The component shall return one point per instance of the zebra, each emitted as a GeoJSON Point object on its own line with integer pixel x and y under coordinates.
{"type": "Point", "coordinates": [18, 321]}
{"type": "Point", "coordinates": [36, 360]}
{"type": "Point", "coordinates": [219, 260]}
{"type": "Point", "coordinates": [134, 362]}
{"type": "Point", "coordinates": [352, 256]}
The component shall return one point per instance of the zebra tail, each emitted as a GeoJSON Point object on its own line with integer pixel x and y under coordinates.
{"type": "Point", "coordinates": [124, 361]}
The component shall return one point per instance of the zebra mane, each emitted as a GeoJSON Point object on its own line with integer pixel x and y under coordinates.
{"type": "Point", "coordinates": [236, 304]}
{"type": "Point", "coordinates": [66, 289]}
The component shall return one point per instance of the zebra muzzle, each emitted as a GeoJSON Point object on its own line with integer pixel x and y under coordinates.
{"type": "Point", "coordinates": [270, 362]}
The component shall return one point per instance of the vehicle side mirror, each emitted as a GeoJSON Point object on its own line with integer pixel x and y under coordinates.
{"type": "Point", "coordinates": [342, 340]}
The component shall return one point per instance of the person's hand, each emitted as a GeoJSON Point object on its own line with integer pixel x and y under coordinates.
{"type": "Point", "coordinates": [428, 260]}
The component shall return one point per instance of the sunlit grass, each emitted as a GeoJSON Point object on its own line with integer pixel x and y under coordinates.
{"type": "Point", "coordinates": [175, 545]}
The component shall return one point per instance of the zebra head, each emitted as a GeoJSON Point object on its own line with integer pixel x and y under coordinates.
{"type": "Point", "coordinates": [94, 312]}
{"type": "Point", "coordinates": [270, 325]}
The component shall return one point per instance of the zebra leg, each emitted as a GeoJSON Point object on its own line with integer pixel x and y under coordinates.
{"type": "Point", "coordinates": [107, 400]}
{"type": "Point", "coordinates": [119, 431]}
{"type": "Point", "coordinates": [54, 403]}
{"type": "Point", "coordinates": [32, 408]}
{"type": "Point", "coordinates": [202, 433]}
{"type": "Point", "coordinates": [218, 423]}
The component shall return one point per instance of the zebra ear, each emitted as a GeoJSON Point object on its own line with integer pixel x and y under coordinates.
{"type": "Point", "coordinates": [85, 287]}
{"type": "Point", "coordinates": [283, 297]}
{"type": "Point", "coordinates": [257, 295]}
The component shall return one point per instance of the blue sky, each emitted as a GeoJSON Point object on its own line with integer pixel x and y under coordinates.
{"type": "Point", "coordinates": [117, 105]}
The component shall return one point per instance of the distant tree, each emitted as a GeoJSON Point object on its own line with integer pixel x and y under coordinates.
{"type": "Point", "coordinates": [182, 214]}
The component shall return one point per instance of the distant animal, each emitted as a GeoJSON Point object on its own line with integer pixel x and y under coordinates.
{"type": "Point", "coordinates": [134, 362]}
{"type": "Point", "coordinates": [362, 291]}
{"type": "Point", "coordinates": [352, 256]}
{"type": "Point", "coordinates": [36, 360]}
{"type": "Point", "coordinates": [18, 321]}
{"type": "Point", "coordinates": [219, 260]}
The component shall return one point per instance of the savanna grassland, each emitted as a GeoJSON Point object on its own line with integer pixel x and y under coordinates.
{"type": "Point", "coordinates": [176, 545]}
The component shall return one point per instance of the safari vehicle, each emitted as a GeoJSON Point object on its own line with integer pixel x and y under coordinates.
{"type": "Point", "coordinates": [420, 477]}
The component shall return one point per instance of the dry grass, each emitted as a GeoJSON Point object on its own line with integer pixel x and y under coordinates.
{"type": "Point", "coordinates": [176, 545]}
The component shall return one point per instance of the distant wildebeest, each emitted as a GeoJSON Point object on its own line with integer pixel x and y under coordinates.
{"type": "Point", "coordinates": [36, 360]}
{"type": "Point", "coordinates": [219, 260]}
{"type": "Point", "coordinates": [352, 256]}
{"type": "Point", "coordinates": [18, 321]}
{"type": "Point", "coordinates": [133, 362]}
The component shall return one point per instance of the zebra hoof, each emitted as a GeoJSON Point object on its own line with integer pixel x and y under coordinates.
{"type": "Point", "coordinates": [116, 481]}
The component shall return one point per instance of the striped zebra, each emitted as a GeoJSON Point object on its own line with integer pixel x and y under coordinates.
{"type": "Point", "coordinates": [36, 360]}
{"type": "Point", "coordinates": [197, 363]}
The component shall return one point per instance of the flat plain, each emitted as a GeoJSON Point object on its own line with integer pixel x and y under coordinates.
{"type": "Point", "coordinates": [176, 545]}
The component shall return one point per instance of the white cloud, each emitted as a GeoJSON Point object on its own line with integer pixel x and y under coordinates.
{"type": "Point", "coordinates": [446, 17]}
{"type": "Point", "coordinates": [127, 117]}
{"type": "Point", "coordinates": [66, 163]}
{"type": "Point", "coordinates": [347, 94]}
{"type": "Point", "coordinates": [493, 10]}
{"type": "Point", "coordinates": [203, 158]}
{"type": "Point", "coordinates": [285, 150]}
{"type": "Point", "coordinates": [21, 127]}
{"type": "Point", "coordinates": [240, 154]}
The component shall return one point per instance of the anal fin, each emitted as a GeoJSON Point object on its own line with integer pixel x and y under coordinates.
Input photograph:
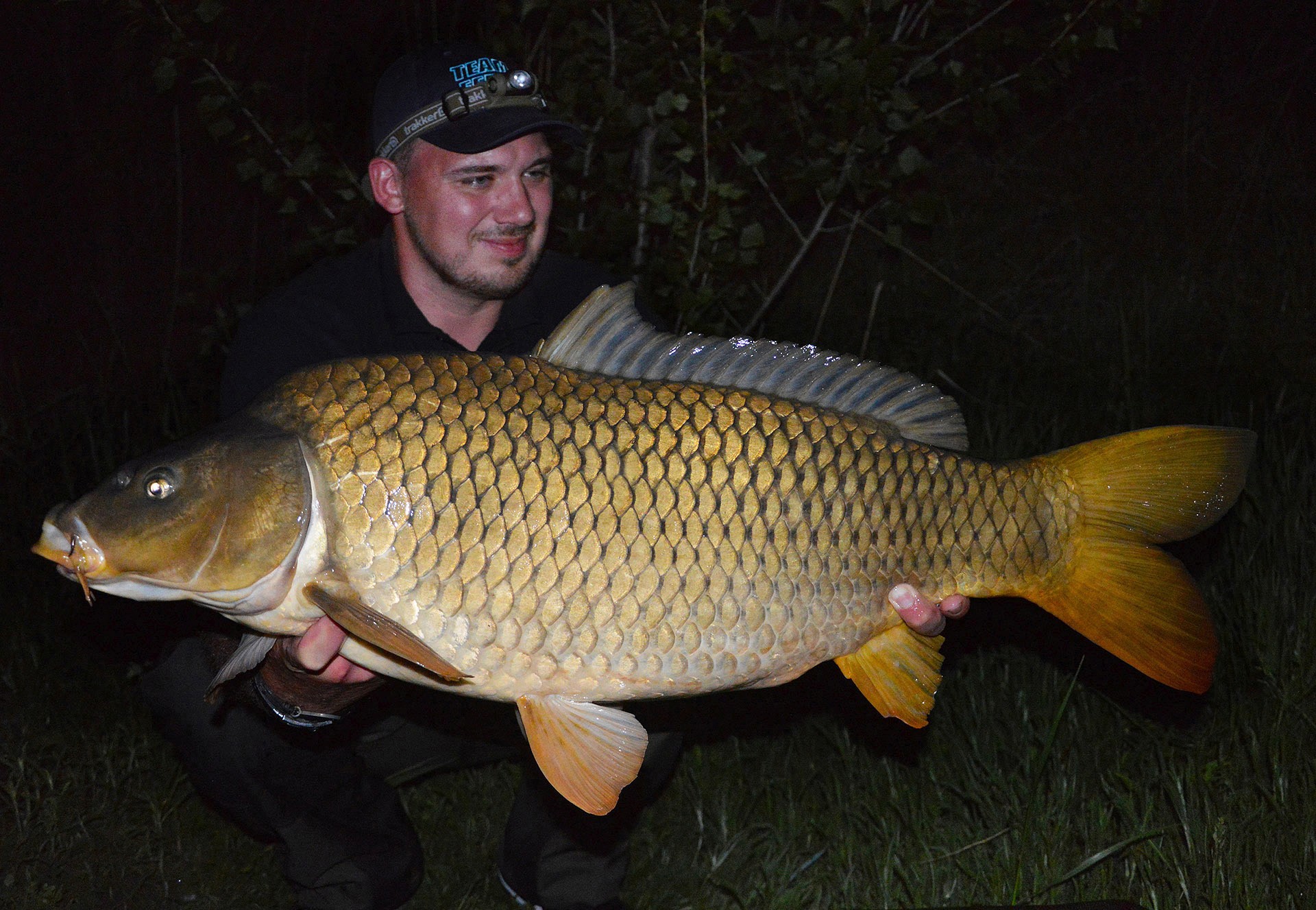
{"type": "Point", "coordinates": [898, 671]}
{"type": "Point", "coordinates": [587, 751]}
{"type": "Point", "coordinates": [345, 608]}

————————

▶ [Written task]: Convert all of the items above into a two-column CSV with the header columns "instruction" and "points". Give one row per item, placing its text and its answer each in a single quoted field with line breaks replaced by spaces, and omit the pictures.

▶ [Task answer]:
instruction,points
"The component shall return one point per instance of the zebra, each emitted as a GeoJSON Point object on its own line with integer pixel x and y under coordinates.","{""type"": ""Point"", ""coordinates"": [18, 321]} {""type"": ""Point"", ""coordinates"": [36, 360]} {""type"": ""Point"", ""coordinates"": [219, 260]} {""type"": ""Point"", ""coordinates"": [134, 362]} {""type"": ""Point"", ""coordinates"": [352, 256]}"
"The component shall return one point per instance of the zebra tail, each emitted as a GeoJSON Point object on its own line with integer pixel x and y under coordinates.","{""type"": ""Point"", ""coordinates"": [124, 361]}"
"The component shall return one point per instance of the zebra mane, each emitted as a GeoJSON Point object on its own line with integer pixel x and y under coordinates.","{""type"": ""Point"", ""coordinates"": [236, 304]} {""type"": ""Point"", ""coordinates"": [66, 289]}"
"The component shall return one point per instance of the zebra muzzle, each emitted as a GeoJSON Point object on its own line with integer pixel x and y under coordinates.","{""type"": ""Point"", ""coordinates"": [270, 362]}"
"The component shall return one point per instance of the vehicle side mirror, each emitted as a GeoJSON Point object on its own line with integer pixel x and y under coordinates.","{""type"": ""Point"", ""coordinates"": [342, 340]}"
"The component shall return one point per instance of the person's hand, each emitted as a GeoJSON Point object on its own line with integer pixel x and y under coordinates.","{""type"": ""Point"", ""coordinates"": [428, 260]}"
"The component shall return one point per instance of the sunlit grass, each emitted as a GeoJSON Point object on its own line with integer pixel x and y under coordinates.","{""type"": ""Point"", ""coordinates"": [175, 545]}"
"The component shall return one point per instance of the zebra head, each emitted as a GeoJSON Point object on its own line with integer pixel x and y under coordinates.","{""type"": ""Point"", ""coordinates"": [94, 312]} {""type"": ""Point"", ""coordinates"": [270, 325]}"
"The component shall return one point per instance of the zebra leg, each emitted as a GeoJSON Point object on its own line with integer pixel x and y under coordinates.","{""type"": ""Point"", ""coordinates"": [107, 400]} {""type"": ""Point"", ""coordinates"": [119, 431]} {""type"": ""Point"", ""coordinates"": [54, 403]} {""type"": ""Point"", ""coordinates"": [32, 408]} {""type"": ""Point"", ""coordinates"": [202, 433]} {""type"": ""Point"", ""coordinates"": [218, 423]}"
"The component shall return one point per instance of the zebra ear, each emitted as a GeoJSON Point object on its own line with integer pixel x and y under coordinates.","{""type"": ""Point"", ""coordinates"": [85, 287]} {""type"": ""Point"", ""coordinates"": [283, 297]} {""type"": ""Point"", ""coordinates"": [257, 295]}"
"The component shall return one point per instance of the blue sky, each emitted as a GeoJSON Point object on its own line with integer pixel x and y under coordinates.","{""type"": ""Point"", ""coordinates"": [117, 105]}"
"The component shall return one point per instance of the distant tree, each emitted as a GeoJSON Point object on its own line with integer pixel x and y under coordinates.","{""type"": ""Point"", ""coordinates"": [182, 214]}"
"The component shall return one point per instance of the distant animal, each emitted as a GeoJSON Point object on its own line with integer pixel x and y under coordinates.","{""type"": ""Point"", ""coordinates"": [134, 362]} {""type"": ""Point"", ""coordinates"": [362, 291]} {""type"": ""Point"", ""coordinates"": [352, 256]} {""type"": ""Point"", ""coordinates"": [36, 360]} {""type"": ""Point"", ""coordinates"": [18, 321]} {""type"": ""Point"", ""coordinates"": [219, 260]}"
"The component shall return one point per instance of the savanna grassland, each emitted as a GeoJSON Point object on its own line with integer pixel x and y under coordinates.","{""type"": ""Point"", ""coordinates"": [176, 545]}"
"The component shall return one point per instance of the safari vehicle, each emitted as a GeoJSON Point object on its own line with integer pixel x and y under coordinates.","{""type"": ""Point"", ""coordinates"": [420, 477]}"
"The component shall return one point per instance of the dry grass, each emitted as a GeoJSON Point object on its own line with integer pixel x and y under coordinates.","{""type"": ""Point"", ""coordinates"": [176, 545]}"
"The component shall return one point per instance of the distant wildebeest, each emitted as a GeoJSON Point object on its own line with integer pixel x and y under coordinates.","{""type"": ""Point"", ""coordinates"": [36, 360]} {""type"": ""Point"", ""coordinates"": [219, 260]} {""type"": ""Point"", ""coordinates"": [352, 256]} {""type"": ""Point"", ""coordinates"": [18, 321]} {""type"": ""Point"", ""coordinates"": [133, 362]}"
"The component shall return one point per instance of the zebra hoof, each emitted as a GeoJSON Point object on its own line with integer pixel x and y under coordinates.","{""type"": ""Point"", ""coordinates"": [116, 481]}"
"The component shall return one point per instance of the striped zebra, each emitted as a GeoJSON Point object on its own line with integer pixel x and y under coordinates.","{""type"": ""Point"", ""coordinates"": [36, 360]} {""type"": ""Point"", ""coordinates"": [197, 363]}"
"The component shall return one point per instance of the flat plain, each emitted as a GeoJSON Point object on its own line with integer pixel x and y under coordinates.","{""type"": ""Point"", ""coordinates"": [176, 545]}"
"The component shall return one point per instance of the white cloud, each emitted as a GeoJSON Point object on its own line with integer pixel x and y under coordinates.","{""type"": ""Point"", ""coordinates"": [446, 17]} {""type"": ""Point"", ""coordinates"": [127, 117]} {""type"": ""Point"", ""coordinates"": [66, 163]} {""type"": ""Point"", ""coordinates"": [347, 94]} {""type"": ""Point"", ""coordinates"": [493, 10]} {""type"": ""Point"", ""coordinates"": [203, 158]} {""type"": ""Point"", ""coordinates"": [285, 150]} {""type"": ""Point"", ""coordinates"": [21, 127]} {""type"": ""Point"", ""coordinates"": [240, 154]}"
"The component shall return one point per instance of the anal fin, each emitted as a GeoJSON Point object on its own line with integer pixel x and y under coordinates. Input photograph:","{""type"": ""Point"", ""coordinates"": [898, 671]} {""type"": ""Point"", ""coordinates"": [587, 751]} {""type"": ""Point"", ""coordinates"": [345, 608]}"